--- RECORDS SUPPLIED ---
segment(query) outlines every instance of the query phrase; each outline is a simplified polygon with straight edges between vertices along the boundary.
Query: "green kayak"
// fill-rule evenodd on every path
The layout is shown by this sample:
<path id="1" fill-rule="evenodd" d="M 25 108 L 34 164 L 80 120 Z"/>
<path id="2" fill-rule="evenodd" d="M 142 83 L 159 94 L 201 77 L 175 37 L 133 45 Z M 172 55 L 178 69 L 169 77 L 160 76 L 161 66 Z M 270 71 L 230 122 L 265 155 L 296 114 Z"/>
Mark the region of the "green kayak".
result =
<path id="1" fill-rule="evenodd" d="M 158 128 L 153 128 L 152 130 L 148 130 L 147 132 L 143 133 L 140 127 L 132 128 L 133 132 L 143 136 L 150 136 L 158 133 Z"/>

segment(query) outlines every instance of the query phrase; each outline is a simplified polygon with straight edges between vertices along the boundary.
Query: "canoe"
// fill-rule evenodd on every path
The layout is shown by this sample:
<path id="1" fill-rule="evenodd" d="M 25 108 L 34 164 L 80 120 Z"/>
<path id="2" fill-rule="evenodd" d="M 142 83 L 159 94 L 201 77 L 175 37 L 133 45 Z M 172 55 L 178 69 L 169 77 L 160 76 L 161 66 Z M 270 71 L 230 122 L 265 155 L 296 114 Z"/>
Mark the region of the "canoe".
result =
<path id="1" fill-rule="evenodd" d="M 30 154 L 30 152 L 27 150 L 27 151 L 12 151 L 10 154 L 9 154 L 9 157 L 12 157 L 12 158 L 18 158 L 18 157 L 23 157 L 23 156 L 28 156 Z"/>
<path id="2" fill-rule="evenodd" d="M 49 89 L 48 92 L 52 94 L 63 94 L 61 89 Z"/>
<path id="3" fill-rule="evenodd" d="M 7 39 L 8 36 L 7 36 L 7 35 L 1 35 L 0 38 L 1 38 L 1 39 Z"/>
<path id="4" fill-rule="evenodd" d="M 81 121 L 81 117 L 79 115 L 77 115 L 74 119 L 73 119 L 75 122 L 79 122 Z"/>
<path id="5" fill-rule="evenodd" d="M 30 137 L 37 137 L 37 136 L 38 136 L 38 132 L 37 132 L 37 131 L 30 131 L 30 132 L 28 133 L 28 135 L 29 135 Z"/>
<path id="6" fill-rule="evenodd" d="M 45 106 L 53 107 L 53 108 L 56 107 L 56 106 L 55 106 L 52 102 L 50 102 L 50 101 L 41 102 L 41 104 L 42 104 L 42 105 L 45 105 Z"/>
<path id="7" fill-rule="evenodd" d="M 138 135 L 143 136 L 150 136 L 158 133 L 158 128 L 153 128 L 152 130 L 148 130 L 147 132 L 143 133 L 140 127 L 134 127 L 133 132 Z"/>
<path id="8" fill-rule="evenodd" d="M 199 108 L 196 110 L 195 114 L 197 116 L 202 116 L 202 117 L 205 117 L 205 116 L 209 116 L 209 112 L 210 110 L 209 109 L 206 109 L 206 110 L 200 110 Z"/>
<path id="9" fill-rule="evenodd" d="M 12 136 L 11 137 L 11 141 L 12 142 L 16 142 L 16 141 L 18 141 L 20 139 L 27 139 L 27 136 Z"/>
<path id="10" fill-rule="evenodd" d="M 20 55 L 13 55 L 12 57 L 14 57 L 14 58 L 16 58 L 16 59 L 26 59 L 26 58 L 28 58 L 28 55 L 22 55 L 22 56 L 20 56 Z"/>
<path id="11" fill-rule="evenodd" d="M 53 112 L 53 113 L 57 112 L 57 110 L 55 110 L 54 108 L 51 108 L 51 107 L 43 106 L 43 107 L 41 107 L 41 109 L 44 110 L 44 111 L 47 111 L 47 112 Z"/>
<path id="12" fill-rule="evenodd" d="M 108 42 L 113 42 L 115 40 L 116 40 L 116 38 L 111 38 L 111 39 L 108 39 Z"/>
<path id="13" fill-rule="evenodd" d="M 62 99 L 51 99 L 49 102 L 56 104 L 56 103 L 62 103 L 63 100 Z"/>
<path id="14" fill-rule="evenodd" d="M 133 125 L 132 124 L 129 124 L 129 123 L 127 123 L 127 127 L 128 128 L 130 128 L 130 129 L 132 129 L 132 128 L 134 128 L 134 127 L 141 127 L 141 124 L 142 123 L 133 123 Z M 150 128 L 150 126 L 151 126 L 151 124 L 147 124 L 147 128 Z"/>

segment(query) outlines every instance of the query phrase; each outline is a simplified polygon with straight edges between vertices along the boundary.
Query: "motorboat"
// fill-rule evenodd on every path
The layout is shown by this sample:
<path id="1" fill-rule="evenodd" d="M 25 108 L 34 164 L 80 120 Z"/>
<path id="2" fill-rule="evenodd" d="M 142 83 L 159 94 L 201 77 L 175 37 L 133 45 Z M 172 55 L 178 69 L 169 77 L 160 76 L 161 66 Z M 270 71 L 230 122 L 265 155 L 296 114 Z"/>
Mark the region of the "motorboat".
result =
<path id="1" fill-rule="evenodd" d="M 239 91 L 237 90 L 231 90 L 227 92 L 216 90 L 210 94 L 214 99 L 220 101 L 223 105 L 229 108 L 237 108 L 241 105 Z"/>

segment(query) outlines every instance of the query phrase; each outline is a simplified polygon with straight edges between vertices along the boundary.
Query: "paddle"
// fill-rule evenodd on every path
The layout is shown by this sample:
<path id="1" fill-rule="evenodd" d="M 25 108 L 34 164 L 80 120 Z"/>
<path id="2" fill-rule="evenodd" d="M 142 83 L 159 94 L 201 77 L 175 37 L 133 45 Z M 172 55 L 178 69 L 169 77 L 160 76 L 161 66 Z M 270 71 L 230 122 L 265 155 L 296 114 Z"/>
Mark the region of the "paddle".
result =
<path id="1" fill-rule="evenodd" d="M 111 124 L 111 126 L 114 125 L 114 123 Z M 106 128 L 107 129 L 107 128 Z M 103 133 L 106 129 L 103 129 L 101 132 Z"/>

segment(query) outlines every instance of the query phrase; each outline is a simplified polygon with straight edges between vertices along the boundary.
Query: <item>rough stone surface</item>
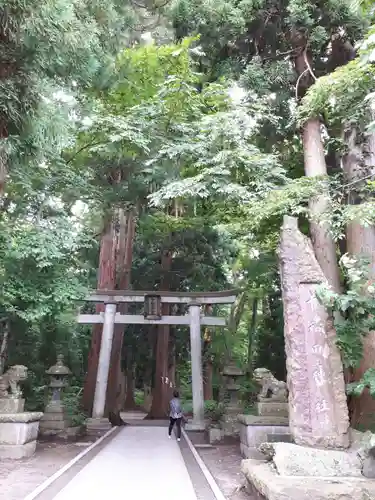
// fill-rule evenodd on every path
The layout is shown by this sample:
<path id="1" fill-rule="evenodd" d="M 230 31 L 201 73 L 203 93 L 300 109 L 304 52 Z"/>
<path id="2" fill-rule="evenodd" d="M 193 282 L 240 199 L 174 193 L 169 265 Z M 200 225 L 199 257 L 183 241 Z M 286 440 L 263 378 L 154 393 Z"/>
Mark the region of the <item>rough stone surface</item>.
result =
---
Without the pictures, give back the entries exactly.

- [ANSWER TO THIS PROBLEM]
segment(query) outlines every instance of the query phrase; each outline is a simplified polygon with straight edges between vertices along the boundary.
Query: "green kayak"
// fill-rule evenodd on every path
The layout is shown by this sample:
<path id="1" fill-rule="evenodd" d="M 25 108 L 34 164 L 80 120 Z"/>
<path id="2" fill-rule="evenodd" d="M 142 83 L 159 94 L 201 77 L 175 37 L 133 45 Z M 172 55 L 178 69 L 169 77 L 160 76 L 161 66 Z M 270 71 L 230 122 L 265 155 L 296 114 Z"/>
Mark the region of the "green kayak".
result =
<path id="1" fill-rule="evenodd" d="M 158 128 L 153 128 L 152 130 L 148 130 L 147 132 L 143 133 L 140 127 L 132 128 L 133 132 L 143 136 L 150 136 L 158 133 Z"/>

segment(query) outlines every instance of the query phrase; each outline is a simplified polygon with straight edges between vertices along the boundary.
Query: "canoe"
// fill-rule evenodd on every path
The layout is shown by this sample:
<path id="1" fill-rule="evenodd" d="M 25 108 L 34 164 L 80 120 Z"/>
<path id="2" fill-rule="evenodd" d="M 142 83 L 159 94 L 201 77 L 175 37 L 133 45 Z M 172 55 L 178 69 L 169 77 L 160 76 L 161 66 Z M 270 71 L 230 122 L 265 155 L 296 114 Z"/>
Mark the region of the "canoe".
result =
<path id="1" fill-rule="evenodd" d="M 30 154 L 30 152 L 27 150 L 27 151 L 12 151 L 10 154 L 9 154 L 9 157 L 12 157 L 12 158 L 18 158 L 18 157 L 23 157 L 23 156 L 28 156 Z"/>
<path id="2" fill-rule="evenodd" d="M 49 89 L 48 92 L 52 94 L 63 94 L 61 89 Z"/>
<path id="3" fill-rule="evenodd" d="M 7 39 L 8 36 L 7 36 L 7 35 L 1 35 L 0 38 L 1 38 L 1 39 Z"/>
<path id="4" fill-rule="evenodd" d="M 81 121 L 81 117 L 79 115 L 77 115 L 74 119 L 73 119 L 75 122 L 79 122 Z"/>
<path id="5" fill-rule="evenodd" d="M 30 137 L 37 137 L 37 136 L 38 136 L 38 132 L 37 132 L 37 131 L 30 131 L 30 132 L 28 133 L 28 135 L 29 135 Z"/>
<path id="6" fill-rule="evenodd" d="M 45 106 L 53 107 L 53 108 L 56 107 L 56 106 L 55 106 L 52 102 L 50 102 L 50 101 L 41 102 L 41 104 L 42 104 L 42 105 L 45 105 Z"/>
<path id="7" fill-rule="evenodd" d="M 138 135 L 143 136 L 150 136 L 158 133 L 158 128 L 153 128 L 152 130 L 148 130 L 147 132 L 143 133 L 140 127 L 134 127 L 133 132 Z"/>
<path id="8" fill-rule="evenodd" d="M 199 108 L 196 110 L 195 114 L 197 116 L 202 116 L 202 117 L 205 117 L 205 116 L 209 116 L 209 112 L 210 110 L 209 109 L 206 109 L 206 110 L 200 110 Z"/>
<path id="9" fill-rule="evenodd" d="M 12 136 L 11 137 L 11 141 L 12 142 L 16 142 L 16 141 L 18 141 L 20 139 L 27 139 L 27 136 Z"/>
<path id="10" fill-rule="evenodd" d="M 20 55 L 13 55 L 12 57 L 14 57 L 14 58 L 16 58 L 16 59 L 26 59 L 26 58 L 28 58 L 28 55 L 22 55 L 22 56 L 20 56 Z"/>
<path id="11" fill-rule="evenodd" d="M 53 112 L 53 113 L 57 112 L 57 110 L 55 110 L 54 108 L 51 108 L 51 107 L 43 106 L 43 107 L 41 107 L 41 109 L 44 110 L 44 111 L 47 111 L 47 112 Z"/>
<path id="12" fill-rule="evenodd" d="M 108 42 L 113 42 L 115 40 L 116 40 L 116 38 L 111 38 L 111 39 L 108 39 Z"/>
<path id="13" fill-rule="evenodd" d="M 62 99 L 51 99 L 49 102 L 56 104 L 56 103 L 62 103 L 63 100 Z"/>
<path id="14" fill-rule="evenodd" d="M 133 125 L 132 124 L 129 124 L 129 123 L 127 123 L 127 127 L 128 128 L 130 128 L 130 129 L 132 129 L 132 128 L 134 128 L 134 127 L 141 127 L 141 124 L 142 123 L 133 123 Z M 150 128 L 150 126 L 151 126 L 151 124 L 147 124 L 147 128 Z"/>

segment(query) outlines every instance of the query phrase; each outline is a simplified polygon with straight edges between vertices along the boundary.
Query: "motorboat"
// fill-rule evenodd on every path
The layout is shown by this sample:
<path id="1" fill-rule="evenodd" d="M 25 108 L 34 164 L 80 120 Z"/>
<path id="2" fill-rule="evenodd" d="M 142 83 L 159 94 L 201 77 L 175 37 L 133 45 Z M 172 55 L 178 69 L 169 77 L 160 76 L 161 66 Z M 270 71 L 230 122 L 265 155 L 296 114 Z"/>
Mark the region of the "motorboat".
result =
<path id="1" fill-rule="evenodd" d="M 239 91 L 237 90 L 231 90 L 227 92 L 216 90 L 210 94 L 214 99 L 220 101 L 223 105 L 229 108 L 237 108 L 241 105 Z"/>

segment(query) outlines every instance of the query phrase; each outline is a simplified polygon with straight edges between vertices along the boundary.
Query: "paddle"
// fill-rule evenodd on every path
The layout is shown by this sample:
<path id="1" fill-rule="evenodd" d="M 25 108 L 34 164 L 80 120 Z"/>
<path id="2" fill-rule="evenodd" d="M 142 83 L 159 94 L 201 77 L 175 37 L 133 45 Z M 172 55 L 178 69 L 169 77 L 160 76 L 161 66 Z M 270 71 L 230 122 L 265 155 L 296 114 Z"/>
Mark the region of the "paddle".
result =
<path id="1" fill-rule="evenodd" d="M 111 124 L 111 126 L 114 125 L 114 123 Z M 106 128 L 107 129 L 107 128 Z M 103 133 L 106 129 L 103 129 L 101 132 Z"/>

segment(query) outlines every instance of the query phrase; each outline is a simplified polygon with straight edges between vertices along the boundary.
Query: <item>rough stone surface</item>
// fill-rule evenodd on every path
The layout is shown by this sample:
<path id="1" fill-rule="evenodd" d="M 230 31 L 201 73 L 203 93 L 300 109 L 304 52 Z"/>
<path id="2" fill-rule="evenodd" d="M 193 282 L 240 199 L 174 193 L 169 265 Z M 200 225 L 199 257 L 183 241 Z M 286 440 L 263 378 L 154 393 Z"/>
Mark the region of the <item>rough stone surface</item>.
result =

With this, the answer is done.